Also Rowan Atkinson was bored at a piano, then nodded off and did a fart joke.
Normally there would be a far more vivid description of what went on but at the time, I was taking advantage of the fact that everyone would be indoors watching the box, and was on a fast train away from the Capital, casually tweeting from time to time about what I thought was going, in-between drinking heavily and watching episodes of Archer, therefore I had in fact missed all the wonder of the ceremony.
Oh, if only there was a catch-up service where you could watch it at any time…
A woman I was responding to about the fact I was travelling and not watching, while mocking said event had stated it was poor planning on my part and that I was missing one hell of a show, a sentiment which seems to have been echoed by a number of people on Twitter that evening.
So after arriving in sunny Shropshire, and owing to the fact the television was already on the ceremony, I sat down with a cup of tea and caught the end of the show and therefore feel fully capable of describing fully what went on.
There were some people riding bikes with wings on, The Arctic Monkeys singing something like they were busking on the underground, waiting for someone to acknowledge their existence.
There were a couple of speeches from important people in which they made sure we didn’t dope because drugs are bad mmkay. David Beckham was on a speedboat with the Olympic flame, and then some next-generation kids used said flame to set a load sticks on fire.
Finally Sir Paul McCartney made a sound like a broken cat-flap.
Danny Boyle, director of such things like the Slumdoggy millionaire and the Frankenstein, had put together lots of stuff designed to show the world that Britain is not like China, and it worked as people thought he should be knighted for it all.
However, it seems not everyone agreed as the American media overloads at NBC made some changes to the coverage.
Basically what happened for those in the US, but not for the rest of the world, NBC replaced the “memorial wall” tribute section dedicated to those who died the day after London was announced to host the 2012 games with a bloke called Ryan Seacrest who had interviewed another bloke called Michael Phelps, who is good at something Olympic related probably.
They had also decided to “time-shift” (is that a Doctor Who thing?) the whole thing so they could make money from advertising, which makes it all OK. The BBC will reciprocate at the next 9/11 memorial by interrupting with an interview with the world’s largest light bulb collector.
Another fallout from the money-making adventure that is the Olympics, is that the venues so far have been slightly…emptier than expected.
Large blocks of seats were left empty in “sold out” events such as the swimming, basketball, and knitting. It seems the seats were left empty due to the wonderful obligation to let corporate sponsors, the media and the dysfunctional “Olympic family” to have the good seats at the front, and leave them empty if no-one turns up to fill them.
Naturally for the coverage of the games, it’s not going to look very clever that it appears that everyone wandered off to get a non-branded sandwich and have a coca-cola branded poop, so the London 2012 organising committee (Locog for short, which sounds like a crap breakfast cereal) promised an urgent investigation and had immediately blamed aforementioned Olympics people, the weather, the parents and rap music for it all happening.

◆ **MATERIAL PROVIDED**
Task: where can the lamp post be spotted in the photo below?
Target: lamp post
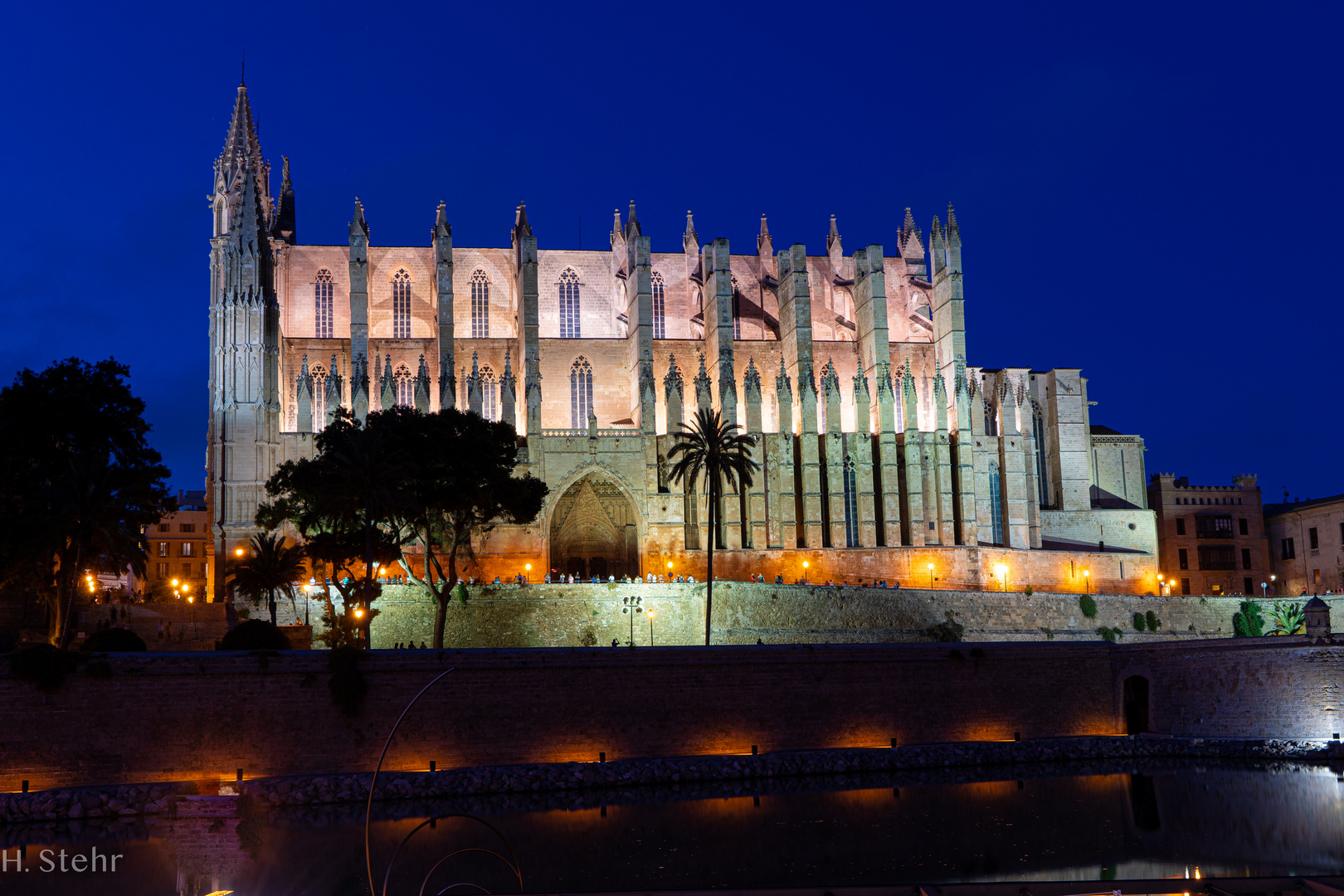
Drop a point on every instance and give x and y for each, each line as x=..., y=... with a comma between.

◆ **YOUR GOAL**
Check each statement against the text about the London 2012 opening ceremony. For each, answer yes or no and quote the words of the text that decide it.
(a) The writer watched the whole ceremony live.
(b) NBC's changes to the coverage applied only to viewers in the US.
(c) David Beckham was on a speedboat with the Olympic flame.

◆ **FINISHED EXERCISE**
(a) No: "I had in fact missed all the wonder of the ceremony"
(b) Yes: "for those in the US, but not for the rest of the world"
(c) Yes: "David Beckham was on a speedboat with the Olympic flame"